Texto de la página
Partíamos muy de mañana, cuando aún no salía el Sol, y a medio camino ya teníamos los pelitos de los brazos, las cejas y pestañas escarchados de gotitas de agua, del sereno que encontrábamos en el camino. Nos mojábamos tantito, pero a los 12 ó 13 años de edad eso era pecata minuta. En compensación, a la salida de clases, cuando todos echaban a correr para ganar un asiento en el autobús, nosotros salíamos tranquilamente, abordábamos nuestro propio vehículo individual y en lugar de regresar enseguida a Dzilam íbamos al centro de Dzidzantún, a la refresquería del siempre amable y sonriente don Tol (iguano en maya; nunca supe su nombre). Ahí disfrutábamos de un granizado servido en vaso horchatero y combinado con picantes charritos, los cuales comprábamos con lo que guardábamos de los 10 ó 5 pesos que nos daban nuestros papás.

Para más envidia de los que se iban en camión, a la vuelta, a la mitad de la distancia entre ambos pueblos, nos metíamos por un camino de terracería en medio de un henequenal hasta el cenote Tixkancal, donde nos refrescábamos un buen rato. Recuerdo que “Negro”, el mayor de nosotros, nos presumía sus bíceps, y posando como Charles Atlas (la mayoría de quienes lean esto seguramente no sabrán quién era éste; chequen internet) nos decía: “Y no me salieron jugando canicas”.

Datos de señalamiento basados en imágenes
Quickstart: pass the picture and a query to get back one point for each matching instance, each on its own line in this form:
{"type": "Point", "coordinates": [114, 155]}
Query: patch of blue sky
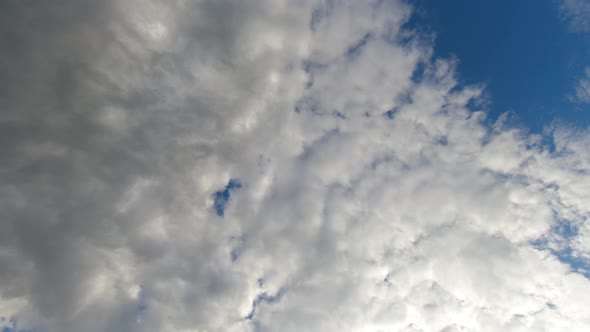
{"type": "Point", "coordinates": [222, 197]}
{"type": "Point", "coordinates": [565, 231]}
{"type": "Point", "coordinates": [528, 58]}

Qué hacer
(A) Indica si cada afirmación concuerda con el relato sobre los trayectos entre Dzilam y Dzidzantún, respondiendo sí o no y citando literalmente las palabras decisivas: (i) al salir de clases, el grupo corría para ganar asiento en el autobús; (ii) los granizados de la refresquería se servían en vaso horchatero; (iii) “Negro” era el menor del grupo.
(B) Prosigue el relato sobre los trayectos entre Dzilam y Dzidzantún a partir de su última oración.

Lista de respuestas
(A)
(i) No: «cuando todos echaban a correr para ganar un asiento en el autobús, nosotros salíamos tranquilamente».
(ii) Sí: «un granizado servido en vaso horchatero».
(iii) No: «“Negro”, el mayor de nosotros».

(B)
Pues así estudiamos la secundaria. Ahora ambos pueblos cuentan incluso con preparatorias, gracias al sistema del Colegio de Bachilleres de Yucatán (Cobay), y en el caso de Dzidzantún también tiene otras opciones de nivel medio superior y superior.

La electricidad tampoco era algo “normal”. Los primeros años de nuestra infancia los pasamos con la iluminación que proporcionaba una plantita de luz instalada en el palacio municipal, y que sólo daba servicio alrededor de la plaza principal y una cuadra más ahí. A media esquina de mi casa había un foco, y ahí nos reuníamos los chamacos de la cuadra para jugar y correr (que era lo mismo, no había maquinitas ni Xbox y mucho menos celulares “sedentarizantes”) y al final, cansados y sudados, oír cuentos de espantos que nos relataba nuestra amiga mayor Fanny, ya libre ella del novio que la iba a visitar. Para más ambientación, a veces a medio cuento y ya con miedo de que nos salga al paso mínimo la Llorona o el Uaychivo, salía de debajo de alguna piedra una tarántula que desataba gritos y pedradas en su contra. Pobre animalito.

En ese rústico ambiente, imagínese usted la gritería que se armó en muchas esquinas de Dzilam cuando –no recuerdo la fecha ni a quién le debimos el favor– se encendieron por primera vez las lámparas del alumbrado público. Empezó otra era, que de entrada trajo dos televisores al pueblo, uno que era de don Chucho Carrillo y el otro de don Gustavo Campos, que cobraban, creo que 20 centavos, por entrar a sus casas a gustar (así decimos) los programas en blanco y negro que en ese entonces se transmitían. Otro día contaré algunas anécdotas en torno a esos antiguos televisores.

Tampoco el agua potable y entubada existía en ese entonces, pero el líquido de los pozos todavía no estaba tan contaminado como ahora, y ésa era la que consumíamos. Claro, como desde muy pequeños la tomábamos, seguramente habíamos generado defensas contra las bacterias que pudiese contener ese líquido. Estoy seguro de que la variedad de bacterias en el agua fue aumentando con el tiempo.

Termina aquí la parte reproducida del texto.